Written task
Recast these items as a Markdown table, one row per line in order and blank lines omitted, with the columns Row and Line.

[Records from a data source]
-=-=-

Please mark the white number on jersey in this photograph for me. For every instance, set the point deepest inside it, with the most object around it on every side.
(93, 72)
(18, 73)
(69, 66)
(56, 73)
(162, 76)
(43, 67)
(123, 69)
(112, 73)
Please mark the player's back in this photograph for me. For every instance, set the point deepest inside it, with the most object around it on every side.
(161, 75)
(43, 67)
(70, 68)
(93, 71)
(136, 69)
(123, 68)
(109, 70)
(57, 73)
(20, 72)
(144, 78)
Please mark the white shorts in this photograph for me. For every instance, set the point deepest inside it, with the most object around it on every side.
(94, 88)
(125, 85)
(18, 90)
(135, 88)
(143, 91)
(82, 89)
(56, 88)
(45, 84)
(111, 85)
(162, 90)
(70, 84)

-=-=-

Response to this task
| Row | Line |
|---|---|
| 1 | Please mark the white number on jersey in this photograph for me. For every instance, set the point deepest inside it, with the most object around it on every side. |
| 2 | (93, 72) |
| 3 | (18, 73) |
| 4 | (69, 66) |
| 5 | (56, 73) |
| 6 | (162, 76) |
| 7 | (43, 67) |
| 8 | (123, 69) |
| 9 | (112, 73) |
| 10 | Please mark the player's back in this photograph for me. For every instance, set the point deepest inside it, with the most object around it on every side. |
| 11 | (161, 75) |
| 12 | (43, 67) |
| 13 | (70, 68) |
| 14 | (93, 71) |
| 15 | (136, 69) |
| 16 | (123, 68) |
| 17 | (109, 70) |
| 18 | (57, 73) |
| 19 | (20, 72) |
| 20 | (144, 78) |
| 21 | Please mark the white shorts in this photograph for me. For every instance, set the point deepest inside it, with the most object around it on every side. |
| 22 | (94, 88) |
| 23 | (125, 85) |
| 24 | (18, 90) |
| 25 | (135, 88) |
| 26 | (143, 91) |
| 27 | (82, 89) |
| 28 | (56, 88) |
| 29 | (45, 84) |
| 30 | (111, 85) |
| 31 | (162, 90) |
| 32 | (70, 84) |